Give back exactly the lines of the entries below from the line with "Expected behaviour: for every instance of the man in white" to the line with "Expected behaviour: for every instance of the stubble", inclusive, and only those.

=== Section Start ===

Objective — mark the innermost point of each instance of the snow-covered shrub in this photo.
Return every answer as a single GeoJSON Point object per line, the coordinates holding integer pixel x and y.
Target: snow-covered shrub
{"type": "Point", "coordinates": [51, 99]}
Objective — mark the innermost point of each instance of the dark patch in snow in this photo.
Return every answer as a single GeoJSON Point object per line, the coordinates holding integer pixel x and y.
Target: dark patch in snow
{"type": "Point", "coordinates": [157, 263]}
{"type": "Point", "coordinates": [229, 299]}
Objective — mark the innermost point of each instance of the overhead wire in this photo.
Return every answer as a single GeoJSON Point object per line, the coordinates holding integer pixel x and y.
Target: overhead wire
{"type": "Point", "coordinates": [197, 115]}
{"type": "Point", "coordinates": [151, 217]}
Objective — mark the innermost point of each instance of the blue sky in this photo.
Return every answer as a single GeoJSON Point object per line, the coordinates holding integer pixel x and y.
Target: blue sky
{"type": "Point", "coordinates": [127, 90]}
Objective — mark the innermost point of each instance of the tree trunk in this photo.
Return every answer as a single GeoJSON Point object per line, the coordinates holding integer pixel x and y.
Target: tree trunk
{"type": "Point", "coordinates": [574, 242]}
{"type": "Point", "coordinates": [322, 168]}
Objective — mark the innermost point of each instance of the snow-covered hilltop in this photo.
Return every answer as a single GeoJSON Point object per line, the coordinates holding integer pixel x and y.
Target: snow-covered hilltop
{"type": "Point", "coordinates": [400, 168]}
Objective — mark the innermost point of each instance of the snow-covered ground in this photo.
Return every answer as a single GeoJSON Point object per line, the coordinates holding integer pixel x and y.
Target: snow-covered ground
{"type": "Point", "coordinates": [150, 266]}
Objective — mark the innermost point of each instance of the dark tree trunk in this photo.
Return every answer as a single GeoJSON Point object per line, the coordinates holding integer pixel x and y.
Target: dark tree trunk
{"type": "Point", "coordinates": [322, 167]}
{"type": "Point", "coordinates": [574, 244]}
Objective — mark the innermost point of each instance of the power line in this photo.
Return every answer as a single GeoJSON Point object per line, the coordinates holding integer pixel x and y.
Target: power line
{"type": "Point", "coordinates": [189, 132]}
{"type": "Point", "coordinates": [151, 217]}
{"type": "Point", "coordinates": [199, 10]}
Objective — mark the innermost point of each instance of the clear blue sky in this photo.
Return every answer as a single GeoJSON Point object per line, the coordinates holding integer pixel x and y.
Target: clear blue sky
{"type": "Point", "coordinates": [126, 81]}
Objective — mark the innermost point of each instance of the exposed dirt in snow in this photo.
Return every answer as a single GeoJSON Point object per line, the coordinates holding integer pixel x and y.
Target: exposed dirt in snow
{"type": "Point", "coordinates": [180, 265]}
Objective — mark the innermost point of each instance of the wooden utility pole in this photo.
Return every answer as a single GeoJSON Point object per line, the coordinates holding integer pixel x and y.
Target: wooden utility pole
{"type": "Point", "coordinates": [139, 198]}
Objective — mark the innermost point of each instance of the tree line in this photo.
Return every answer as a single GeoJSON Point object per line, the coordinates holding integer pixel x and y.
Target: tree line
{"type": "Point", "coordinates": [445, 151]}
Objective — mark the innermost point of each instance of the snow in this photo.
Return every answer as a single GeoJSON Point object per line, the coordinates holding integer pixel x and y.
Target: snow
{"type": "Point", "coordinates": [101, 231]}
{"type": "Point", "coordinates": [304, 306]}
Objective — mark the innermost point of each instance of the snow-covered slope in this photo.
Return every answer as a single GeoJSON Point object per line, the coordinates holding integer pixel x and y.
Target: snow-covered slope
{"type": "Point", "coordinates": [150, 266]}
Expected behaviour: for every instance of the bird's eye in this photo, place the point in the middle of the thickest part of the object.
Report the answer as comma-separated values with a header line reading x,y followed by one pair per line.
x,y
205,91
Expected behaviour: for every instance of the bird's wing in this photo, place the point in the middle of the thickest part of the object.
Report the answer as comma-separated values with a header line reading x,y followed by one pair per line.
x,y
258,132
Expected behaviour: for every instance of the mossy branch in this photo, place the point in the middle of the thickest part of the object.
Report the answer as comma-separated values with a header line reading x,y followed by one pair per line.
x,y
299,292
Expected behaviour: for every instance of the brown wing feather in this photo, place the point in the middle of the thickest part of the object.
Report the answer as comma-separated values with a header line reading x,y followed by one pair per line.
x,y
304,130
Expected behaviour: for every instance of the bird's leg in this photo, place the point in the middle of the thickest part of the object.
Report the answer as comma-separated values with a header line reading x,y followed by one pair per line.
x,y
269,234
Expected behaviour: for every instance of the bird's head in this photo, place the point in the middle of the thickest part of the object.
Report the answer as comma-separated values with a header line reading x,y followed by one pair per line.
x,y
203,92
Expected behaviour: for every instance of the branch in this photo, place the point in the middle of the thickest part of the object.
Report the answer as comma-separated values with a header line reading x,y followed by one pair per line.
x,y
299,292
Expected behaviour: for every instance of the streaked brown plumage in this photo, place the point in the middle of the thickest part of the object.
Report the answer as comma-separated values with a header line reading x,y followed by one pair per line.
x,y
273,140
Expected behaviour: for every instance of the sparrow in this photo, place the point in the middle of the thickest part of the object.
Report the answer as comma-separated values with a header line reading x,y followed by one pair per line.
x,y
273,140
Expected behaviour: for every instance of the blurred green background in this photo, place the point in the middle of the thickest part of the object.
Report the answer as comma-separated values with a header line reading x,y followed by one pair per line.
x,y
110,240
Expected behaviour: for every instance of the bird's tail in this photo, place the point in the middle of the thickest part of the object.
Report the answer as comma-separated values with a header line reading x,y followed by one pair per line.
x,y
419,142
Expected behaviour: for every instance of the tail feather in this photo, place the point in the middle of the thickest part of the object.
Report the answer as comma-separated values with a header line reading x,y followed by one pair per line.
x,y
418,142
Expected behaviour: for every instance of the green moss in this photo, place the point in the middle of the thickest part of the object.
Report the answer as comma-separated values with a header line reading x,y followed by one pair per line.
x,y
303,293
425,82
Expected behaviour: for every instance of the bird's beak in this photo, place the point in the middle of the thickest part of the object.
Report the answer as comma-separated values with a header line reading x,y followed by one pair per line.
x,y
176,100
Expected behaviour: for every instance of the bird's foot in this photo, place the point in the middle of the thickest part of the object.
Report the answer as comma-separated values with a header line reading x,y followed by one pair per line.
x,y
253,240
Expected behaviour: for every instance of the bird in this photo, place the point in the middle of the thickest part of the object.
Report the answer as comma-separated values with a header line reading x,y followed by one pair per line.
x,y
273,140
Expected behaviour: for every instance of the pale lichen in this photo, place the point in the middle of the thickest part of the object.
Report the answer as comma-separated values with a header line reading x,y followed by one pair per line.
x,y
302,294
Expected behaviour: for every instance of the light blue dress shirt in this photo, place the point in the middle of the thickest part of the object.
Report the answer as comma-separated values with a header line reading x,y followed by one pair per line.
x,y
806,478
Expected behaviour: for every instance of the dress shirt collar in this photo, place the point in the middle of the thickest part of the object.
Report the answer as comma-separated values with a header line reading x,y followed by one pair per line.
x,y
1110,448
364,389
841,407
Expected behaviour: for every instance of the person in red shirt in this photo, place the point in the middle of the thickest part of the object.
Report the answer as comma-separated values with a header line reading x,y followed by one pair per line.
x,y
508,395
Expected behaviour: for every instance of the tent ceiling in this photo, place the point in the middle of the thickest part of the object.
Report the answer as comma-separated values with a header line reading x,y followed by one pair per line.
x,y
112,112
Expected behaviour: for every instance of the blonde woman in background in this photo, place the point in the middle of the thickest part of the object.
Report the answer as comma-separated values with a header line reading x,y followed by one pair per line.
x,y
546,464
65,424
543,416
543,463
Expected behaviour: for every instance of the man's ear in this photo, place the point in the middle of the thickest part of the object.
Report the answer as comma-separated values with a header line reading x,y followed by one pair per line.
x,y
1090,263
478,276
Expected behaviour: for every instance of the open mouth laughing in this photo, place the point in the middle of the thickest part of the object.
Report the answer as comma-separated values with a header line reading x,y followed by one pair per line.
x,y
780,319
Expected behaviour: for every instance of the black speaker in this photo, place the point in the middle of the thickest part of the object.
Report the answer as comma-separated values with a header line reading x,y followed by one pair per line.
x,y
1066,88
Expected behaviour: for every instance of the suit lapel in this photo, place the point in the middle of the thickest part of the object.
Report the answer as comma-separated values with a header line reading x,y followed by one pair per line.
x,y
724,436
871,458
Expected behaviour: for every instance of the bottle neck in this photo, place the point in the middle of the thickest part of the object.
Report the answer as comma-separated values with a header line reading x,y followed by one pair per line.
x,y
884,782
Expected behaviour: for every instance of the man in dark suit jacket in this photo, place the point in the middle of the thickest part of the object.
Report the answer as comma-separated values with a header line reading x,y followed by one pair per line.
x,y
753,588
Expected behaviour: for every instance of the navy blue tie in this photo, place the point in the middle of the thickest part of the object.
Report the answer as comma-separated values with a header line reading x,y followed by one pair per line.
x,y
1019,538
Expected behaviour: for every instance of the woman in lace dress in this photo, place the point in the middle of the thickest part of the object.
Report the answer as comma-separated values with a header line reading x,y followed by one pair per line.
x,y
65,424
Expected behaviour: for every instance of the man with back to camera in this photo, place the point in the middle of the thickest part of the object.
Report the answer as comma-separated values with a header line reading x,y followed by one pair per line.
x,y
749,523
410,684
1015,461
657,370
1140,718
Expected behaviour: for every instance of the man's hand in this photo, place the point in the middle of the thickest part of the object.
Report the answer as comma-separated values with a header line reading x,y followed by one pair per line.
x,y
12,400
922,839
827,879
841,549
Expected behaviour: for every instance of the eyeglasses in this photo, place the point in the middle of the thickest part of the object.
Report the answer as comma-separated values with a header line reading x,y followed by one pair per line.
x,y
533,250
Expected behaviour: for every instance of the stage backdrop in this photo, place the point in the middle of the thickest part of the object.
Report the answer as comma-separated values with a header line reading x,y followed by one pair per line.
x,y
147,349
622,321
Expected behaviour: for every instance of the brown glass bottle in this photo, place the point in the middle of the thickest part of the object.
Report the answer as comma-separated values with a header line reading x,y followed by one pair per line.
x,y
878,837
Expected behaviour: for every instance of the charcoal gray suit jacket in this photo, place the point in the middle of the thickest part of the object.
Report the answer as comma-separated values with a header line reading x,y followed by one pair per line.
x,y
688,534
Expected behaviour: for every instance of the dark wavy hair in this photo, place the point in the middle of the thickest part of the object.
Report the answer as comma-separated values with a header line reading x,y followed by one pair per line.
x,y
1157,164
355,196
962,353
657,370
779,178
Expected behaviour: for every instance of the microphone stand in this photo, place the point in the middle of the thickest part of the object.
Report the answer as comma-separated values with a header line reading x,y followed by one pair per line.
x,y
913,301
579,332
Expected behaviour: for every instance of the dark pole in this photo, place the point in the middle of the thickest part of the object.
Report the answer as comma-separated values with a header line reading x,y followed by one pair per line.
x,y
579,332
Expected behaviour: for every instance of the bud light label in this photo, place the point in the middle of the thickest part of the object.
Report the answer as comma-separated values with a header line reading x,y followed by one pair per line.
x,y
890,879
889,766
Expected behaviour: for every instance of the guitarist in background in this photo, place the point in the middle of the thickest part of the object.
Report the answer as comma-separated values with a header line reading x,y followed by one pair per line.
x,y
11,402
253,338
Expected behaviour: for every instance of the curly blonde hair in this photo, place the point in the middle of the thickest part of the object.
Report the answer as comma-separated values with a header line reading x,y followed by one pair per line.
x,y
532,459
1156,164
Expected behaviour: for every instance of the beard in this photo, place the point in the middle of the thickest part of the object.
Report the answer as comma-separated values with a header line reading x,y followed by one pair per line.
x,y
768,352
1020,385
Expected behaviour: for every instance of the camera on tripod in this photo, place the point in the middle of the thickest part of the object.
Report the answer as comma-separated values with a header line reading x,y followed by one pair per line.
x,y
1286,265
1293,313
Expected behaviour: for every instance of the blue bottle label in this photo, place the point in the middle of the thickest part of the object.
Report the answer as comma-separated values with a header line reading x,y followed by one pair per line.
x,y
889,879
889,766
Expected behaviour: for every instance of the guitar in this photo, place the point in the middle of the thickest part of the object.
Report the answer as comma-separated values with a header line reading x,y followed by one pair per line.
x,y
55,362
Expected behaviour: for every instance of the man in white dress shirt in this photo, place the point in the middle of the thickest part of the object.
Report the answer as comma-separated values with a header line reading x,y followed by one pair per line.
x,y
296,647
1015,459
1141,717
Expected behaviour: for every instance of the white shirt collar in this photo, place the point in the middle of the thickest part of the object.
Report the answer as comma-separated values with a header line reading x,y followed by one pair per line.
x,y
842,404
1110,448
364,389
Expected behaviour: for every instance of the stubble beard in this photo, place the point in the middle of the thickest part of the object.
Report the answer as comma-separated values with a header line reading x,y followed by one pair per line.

=== Section End ===

→ **ANSWER BOX**:
Expected behaviour: for every instance of the man in white dress shirt in this photo, place the point in the middle of the thickest part of the object.
Report the answer as comma-separated values with a header line reading x,y followed by one pair per line.
x,y
296,647
1015,459
1141,717
Expected behaviour: for every instance of the white shirt collar in this photo, place the point in the middle of the thickest part of the object.
Report the answer as comma-separated values with a header line reading x,y followed by one pair per line.
x,y
842,404
1110,448
364,389
Expected behaviour: for every instance of the stubble beard in this photo, place the point in the middle of the thickest part of the object.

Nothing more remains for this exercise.